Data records
>> Begin
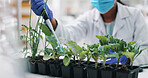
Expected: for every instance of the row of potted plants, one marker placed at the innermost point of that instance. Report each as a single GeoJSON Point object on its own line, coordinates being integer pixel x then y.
{"type": "Point", "coordinates": [73, 64]}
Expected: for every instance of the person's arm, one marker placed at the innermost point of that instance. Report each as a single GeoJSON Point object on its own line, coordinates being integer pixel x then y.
{"type": "Point", "coordinates": [76, 31]}
{"type": "Point", "coordinates": [54, 23]}
{"type": "Point", "coordinates": [141, 34]}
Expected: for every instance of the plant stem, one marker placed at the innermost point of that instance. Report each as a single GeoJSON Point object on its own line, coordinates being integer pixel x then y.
{"type": "Point", "coordinates": [118, 62]}
{"type": "Point", "coordinates": [104, 62]}
{"type": "Point", "coordinates": [96, 65]}
{"type": "Point", "coordinates": [131, 65]}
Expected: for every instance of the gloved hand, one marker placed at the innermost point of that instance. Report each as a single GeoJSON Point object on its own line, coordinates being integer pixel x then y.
{"type": "Point", "coordinates": [114, 59]}
{"type": "Point", "coordinates": [38, 5]}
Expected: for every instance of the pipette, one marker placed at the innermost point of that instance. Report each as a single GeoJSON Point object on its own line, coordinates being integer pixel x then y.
{"type": "Point", "coordinates": [45, 16]}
>> End
## [What to do]
Could you arrange the lines above as a Markdown table with a Row column for the row number and a Line column for the line itself? Skip blank lines and leave the pictures out.

## [Task result]
| Row | Line |
|---|---|
| 1 | Expected: for every instance of the row of potted plants, one marker placed at the innermost point of that instance. Report each as a single GeoJSON Point object on its own line, coordinates being integer pixel x then y. |
| 2 | {"type": "Point", "coordinates": [73, 64]} |
| 3 | Expected: for every instance of the person's arm, one marker placed at the innermost point of that instance. Report each as a single GeoJSON Point object on its own line, coordinates being integer pixel x then y. |
| 4 | {"type": "Point", "coordinates": [76, 31]} |
| 5 | {"type": "Point", "coordinates": [54, 23]} |
| 6 | {"type": "Point", "coordinates": [141, 34]} |
| 7 | Expected: for every instance of the plant stem, one marker placed at the innermost point of that instance. Report each as a single GeoJSON Point object on its own line, coordinates being integer pixel x then y. |
| 8 | {"type": "Point", "coordinates": [118, 62]} |
| 9 | {"type": "Point", "coordinates": [104, 62]} |
| 10 | {"type": "Point", "coordinates": [96, 65]} |
| 11 | {"type": "Point", "coordinates": [131, 65]} |
| 12 | Expected: for every instance of the gloved hand, one marker placed at the innermost point of that instance. Report each as a single GeoJSON Point object on its own line, coordinates being integer pixel x then y. |
| 13 | {"type": "Point", "coordinates": [114, 59]} |
| 14 | {"type": "Point", "coordinates": [38, 5]} |
| 15 | Expected: for every instance of the pipette, one marker placed at the innermost point of that instance. Report each as a single GeoJSON Point object on its own line, coordinates being integer pixel x then y. |
| 16 | {"type": "Point", "coordinates": [45, 16]} |